__What to produce__.
Could you output every record below exactly, leaving out the pictures?

────

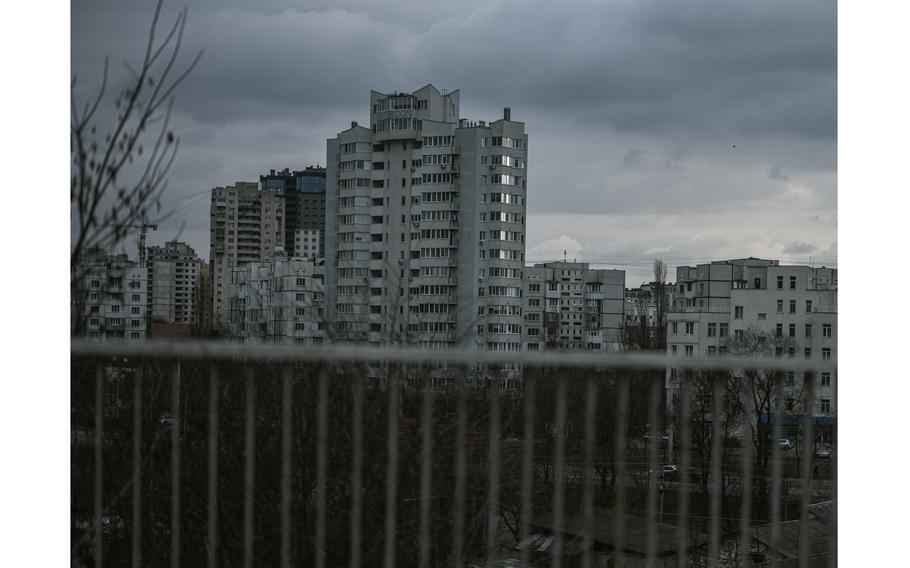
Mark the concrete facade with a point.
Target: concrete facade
(425, 226)
(569, 306)
(111, 299)
(246, 225)
(278, 301)
(713, 304)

────

__Result__.
Mark the concrete facade with a point.
Target: concrete facade
(425, 226)
(569, 306)
(111, 299)
(246, 225)
(278, 301)
(713, 304)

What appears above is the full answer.